> **Items**
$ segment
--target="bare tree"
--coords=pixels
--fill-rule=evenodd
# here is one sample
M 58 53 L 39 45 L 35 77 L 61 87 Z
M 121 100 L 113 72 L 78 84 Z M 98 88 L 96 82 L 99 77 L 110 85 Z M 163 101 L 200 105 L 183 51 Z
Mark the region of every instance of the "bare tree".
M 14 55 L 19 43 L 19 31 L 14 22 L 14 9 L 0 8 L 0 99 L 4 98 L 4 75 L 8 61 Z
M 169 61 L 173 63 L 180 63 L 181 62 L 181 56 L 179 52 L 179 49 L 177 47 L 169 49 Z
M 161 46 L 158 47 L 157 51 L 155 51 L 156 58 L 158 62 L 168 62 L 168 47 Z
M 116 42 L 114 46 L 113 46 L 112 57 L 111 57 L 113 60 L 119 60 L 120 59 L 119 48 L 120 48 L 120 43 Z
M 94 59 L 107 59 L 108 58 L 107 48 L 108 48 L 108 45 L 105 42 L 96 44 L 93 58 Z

> **Task description**
Copy the whole listing above line for line, with no changes at all.

> **Output below**
$ segment
--target="bare tree"
--coords=pixels
--fill-rule=evenodd
# here is one sample
M 58 53 L 39 45 L 35 77 L 61 87 Z
M 121 100 L 113 72 L 78 84 Z M 98 88 L 96 82 L 99 77 L 110 85 Z M 163 101 L 200 105 L 183 51 Z
Mark the region of every instance of the "bare tree".
M 14 55 L 19 43 L 19 31 L 14 22 L 14 9 L 0 8 L 0 99 L 4 98 L 4 75 L 8 61 Z
M 169 61 L 173 63 L 180 63 L 181 62 L 181 56 L 179 52 L 179 49 L 177 47 L 169 49 Z
M 161 46 L 158 47 L 157 51 L 155 51 L 156 58 L 158 62 L 168 62 L 168 47 Z
M 116 42 L 114 46 L 113 46 L 112 57 L 111 57 L 113 60 L 119 60 L 120 59 L 119 48 L 120 48 L 120 43 Z
M 94 59 L 107 59 L 108 58 L 107 48 L 108 48 L 108 45 L 105 42 L 96 44 L 93 58 Z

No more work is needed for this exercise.